Der Magie auf der Spur: Eine dokumentarische Miniserie über Künstler und Künste der Effekte-Schmiede „Industrial Light & Magic“.

Diskussion

Es ist immer zwiespältig, hinter die Kulissen zu schauen. Beim Theater, beim Film, in der Kunst –bei jedem kreativen Akt stellt sich die Frage: Ist es nicht allein das fertige Werk, das berühren und inspirieren soll? Nimmt ein Blick auf den Schaffensprozess nicht den Zauber, den das Werk ausstrahlen soll?

Beim Film sind die Würfel da längst gefallen. Set-Besuche und ausführliche Berichte über dieselben gehören zur gängigen Pressearbeit der Filmproduzenten, um das Interesse des potenziellen Publikums zu wecken. Und seitdem Videos, DVDs oder Blu-ray-Discs mehr und mehr Platz für Begleitmaterial zuließen, wurden die „Making of“-Berichte über Dreharbeiten und Schaffensprozesse zum Publicity-Standard, um die scheinbar unstillbare Neugier der Fans, Nerds und Bewunderer zu stillen.

(Ein Datenblock)
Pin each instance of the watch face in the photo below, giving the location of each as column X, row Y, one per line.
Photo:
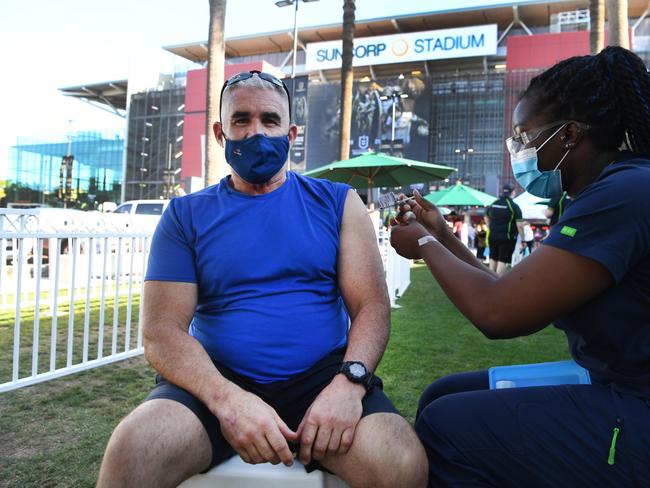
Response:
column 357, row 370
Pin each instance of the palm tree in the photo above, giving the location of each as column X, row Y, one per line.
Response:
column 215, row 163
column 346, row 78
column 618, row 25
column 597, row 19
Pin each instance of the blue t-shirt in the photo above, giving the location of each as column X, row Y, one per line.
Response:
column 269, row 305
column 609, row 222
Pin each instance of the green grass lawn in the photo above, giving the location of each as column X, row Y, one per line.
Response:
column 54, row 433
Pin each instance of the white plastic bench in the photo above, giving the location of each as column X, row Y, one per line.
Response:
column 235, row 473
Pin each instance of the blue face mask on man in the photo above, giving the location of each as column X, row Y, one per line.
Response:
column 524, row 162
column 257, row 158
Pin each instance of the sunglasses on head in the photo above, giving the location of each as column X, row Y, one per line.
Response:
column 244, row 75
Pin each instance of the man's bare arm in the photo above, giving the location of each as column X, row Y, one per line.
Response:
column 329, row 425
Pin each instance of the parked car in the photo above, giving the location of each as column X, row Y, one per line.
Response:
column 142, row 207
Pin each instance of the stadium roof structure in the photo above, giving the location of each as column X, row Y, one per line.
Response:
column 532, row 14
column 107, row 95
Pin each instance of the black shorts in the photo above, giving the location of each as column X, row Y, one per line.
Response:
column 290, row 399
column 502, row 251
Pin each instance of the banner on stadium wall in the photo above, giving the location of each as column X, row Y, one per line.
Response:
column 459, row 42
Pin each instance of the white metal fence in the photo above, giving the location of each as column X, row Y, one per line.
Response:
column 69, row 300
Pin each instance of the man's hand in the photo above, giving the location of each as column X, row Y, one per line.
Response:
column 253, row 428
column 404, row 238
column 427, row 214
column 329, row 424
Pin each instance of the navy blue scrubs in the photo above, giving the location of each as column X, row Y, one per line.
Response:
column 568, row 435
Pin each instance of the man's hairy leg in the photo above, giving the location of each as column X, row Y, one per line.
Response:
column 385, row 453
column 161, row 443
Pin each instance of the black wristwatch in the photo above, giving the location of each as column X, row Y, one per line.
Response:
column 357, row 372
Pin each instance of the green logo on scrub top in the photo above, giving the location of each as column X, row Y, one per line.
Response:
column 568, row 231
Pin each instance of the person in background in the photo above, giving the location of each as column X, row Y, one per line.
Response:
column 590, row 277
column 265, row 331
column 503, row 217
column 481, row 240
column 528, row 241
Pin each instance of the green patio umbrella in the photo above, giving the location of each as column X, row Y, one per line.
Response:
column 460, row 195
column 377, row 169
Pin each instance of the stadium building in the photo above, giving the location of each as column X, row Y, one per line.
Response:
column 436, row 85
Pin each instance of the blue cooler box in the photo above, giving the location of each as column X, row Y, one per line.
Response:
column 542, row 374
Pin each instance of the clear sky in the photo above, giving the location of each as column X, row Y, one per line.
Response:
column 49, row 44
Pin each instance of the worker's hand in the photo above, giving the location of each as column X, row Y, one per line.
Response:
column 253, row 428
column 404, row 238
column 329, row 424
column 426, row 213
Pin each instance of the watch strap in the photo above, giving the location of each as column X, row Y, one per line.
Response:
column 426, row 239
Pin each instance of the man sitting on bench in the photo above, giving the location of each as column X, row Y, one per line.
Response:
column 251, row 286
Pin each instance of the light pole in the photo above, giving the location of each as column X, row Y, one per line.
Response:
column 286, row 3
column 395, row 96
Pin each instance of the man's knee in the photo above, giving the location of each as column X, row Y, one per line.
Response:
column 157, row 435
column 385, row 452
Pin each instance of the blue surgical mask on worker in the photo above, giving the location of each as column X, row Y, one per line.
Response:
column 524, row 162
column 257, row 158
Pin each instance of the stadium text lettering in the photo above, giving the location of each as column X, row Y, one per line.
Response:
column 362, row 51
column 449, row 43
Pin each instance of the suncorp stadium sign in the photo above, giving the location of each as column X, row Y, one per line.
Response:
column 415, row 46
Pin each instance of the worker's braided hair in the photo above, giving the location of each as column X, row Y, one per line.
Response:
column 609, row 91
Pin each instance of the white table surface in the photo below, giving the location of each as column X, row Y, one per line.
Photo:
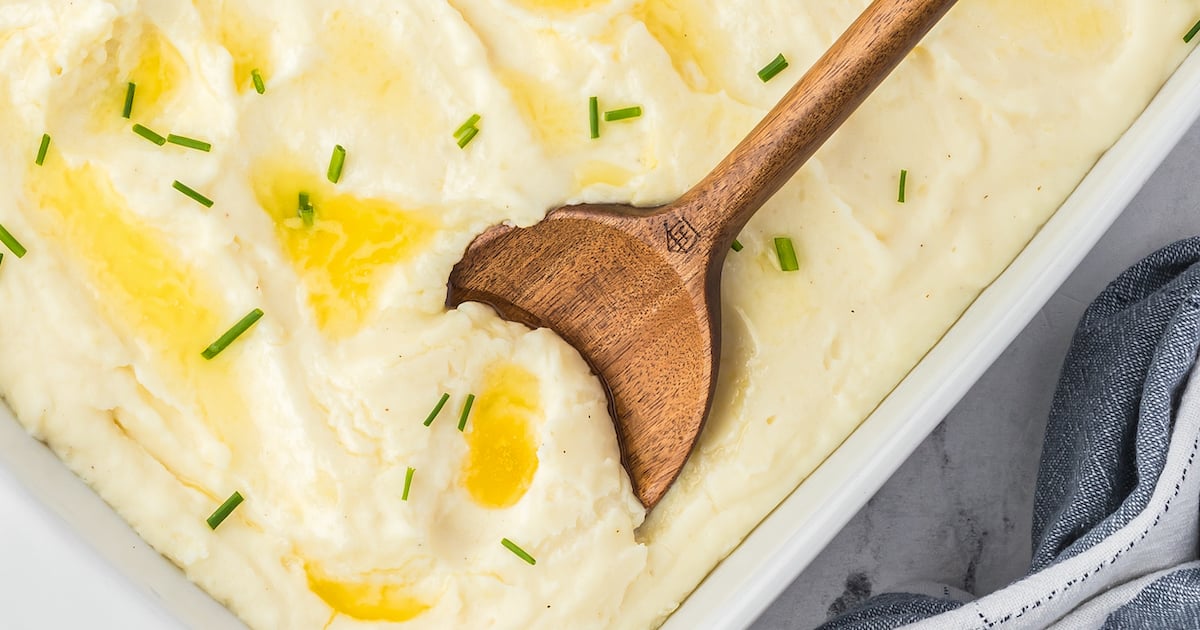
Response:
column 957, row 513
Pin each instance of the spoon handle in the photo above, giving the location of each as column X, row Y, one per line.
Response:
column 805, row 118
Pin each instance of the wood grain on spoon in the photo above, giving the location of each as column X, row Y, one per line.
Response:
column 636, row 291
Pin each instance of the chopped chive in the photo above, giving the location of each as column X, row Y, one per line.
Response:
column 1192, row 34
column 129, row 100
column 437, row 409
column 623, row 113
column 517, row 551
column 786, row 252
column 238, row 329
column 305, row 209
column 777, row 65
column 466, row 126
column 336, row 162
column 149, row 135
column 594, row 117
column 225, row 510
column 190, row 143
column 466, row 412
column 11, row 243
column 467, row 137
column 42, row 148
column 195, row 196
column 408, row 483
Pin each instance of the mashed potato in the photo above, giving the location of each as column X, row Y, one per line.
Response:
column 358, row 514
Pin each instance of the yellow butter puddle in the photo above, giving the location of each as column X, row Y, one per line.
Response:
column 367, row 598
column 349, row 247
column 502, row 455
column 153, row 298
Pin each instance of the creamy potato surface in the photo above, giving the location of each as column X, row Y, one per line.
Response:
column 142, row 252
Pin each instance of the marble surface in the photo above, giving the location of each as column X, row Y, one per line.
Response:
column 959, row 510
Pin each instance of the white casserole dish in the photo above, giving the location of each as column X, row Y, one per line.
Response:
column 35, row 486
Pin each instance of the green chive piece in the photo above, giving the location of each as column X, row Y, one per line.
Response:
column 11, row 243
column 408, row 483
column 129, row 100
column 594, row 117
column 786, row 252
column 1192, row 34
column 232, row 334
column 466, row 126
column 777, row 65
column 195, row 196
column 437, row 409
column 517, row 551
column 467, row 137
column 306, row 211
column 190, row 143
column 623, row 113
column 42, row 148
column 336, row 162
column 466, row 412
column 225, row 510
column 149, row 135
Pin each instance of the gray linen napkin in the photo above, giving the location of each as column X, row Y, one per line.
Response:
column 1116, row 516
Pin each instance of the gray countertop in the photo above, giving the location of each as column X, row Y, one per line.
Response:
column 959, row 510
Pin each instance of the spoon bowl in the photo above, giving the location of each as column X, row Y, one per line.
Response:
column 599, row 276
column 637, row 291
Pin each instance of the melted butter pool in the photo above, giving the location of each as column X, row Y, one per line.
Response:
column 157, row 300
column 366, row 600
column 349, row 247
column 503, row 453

> **Aufgaben**
a. Gib den Seitentext über die Dokumentarserie zu „Industrial Light & Magic“ vollständig und wortgetreu wieder.
b. Benenne in den Datensätzen im Abschnitt von der Zeile mit "Pin each instance of the light" bis zur Zeile mit "column 636, row 291" (beide eingeschlossen) "Response" in "Answer" um. Gib nur diesen Abschnitt ohne die Bilder, aber sonst unverändert, wieder.

> **Lösungen**
a.
Der Magie auf der Spur: Eine dokumentarische Miniserie über Künstler und Künste der Effekte-Schmiede „Industrial Light & Magic“.

Diskussion

Es ist immer zwiespältig, hinter die Kulissen zu schauen. Beim Theater, beim Film, in der Kunst –bei jedem kreativen Akt stellt sich die Frage: Ist es nicht allein das fertige Werk, das berühren und inspirieren soll? Nimmt ein Blick auf den Schaffensprozess nicht den Zauber, den das Werk ausstrahlen soll?

Beim Film sind die Würfel da längst gefallen. Set-Besuche und ausführliche Berichte über dieselben gehören zur gängigen Pressearbeit der Filmproduzenten, um das Interesse des potenziellen Publikums zu wecken. Und seitdem Videos, DVDs oder Blu-ray-Discs mehr und mehr Platz für Begleitmaterial zuließen, wurden die „Making of“-Berichte über Dreharbeiten und Schaffensprozesse zum Publicity-Standard, um die scheinbar unstillbare Neugier der Fans, Nerds und Bewunderer zu stillen.

b.
Pin each instance of the light pole in the photo above, giving the location of each as column X, row Y, one per line.
Answer:
column 286, row 3
column 395, row 96
Pin each instance of the man's knee in the photo above, giving the location of each as column X, row Y, one per line.
Answer:
column 157, row 435
column 385, row 452
Pin each instance of the blue surgical mask on worker in the photo above, giving the location of each as column X, row Y, one per line.
Answer:
column 524, row 162
column 257, row 158
Pin each instance of the stadium text lettering in the photo above, giving the location of each as column X, row Y, one per line.
Answer:
column 362, row 51
column 449, row 43
Pin each instance of the suncorp stadium sign in the photo above, giving the location of each as column X, row Y, one per line.
Answer:
column 415, row 46
Pin each instance of the worker's braided hair in the photo above, giving the location of each as column X, row Y, one per line.
Answer:
column 609, row 91
Pin each instance of the white table surface in the photo below, giving the location of each as column X, row Y, one per line.
Photo:
Answer:
column 957, row 513
Pin each instance of the spoon handle in the photo above, giving the location of each as column X, row Y, one per line.
Answer:
column 805, row 118
Pin each instance of the wood grain on spoon in the photo above, giving the location of each as column X, row Y, one per line.
Answer:
column 636, row 291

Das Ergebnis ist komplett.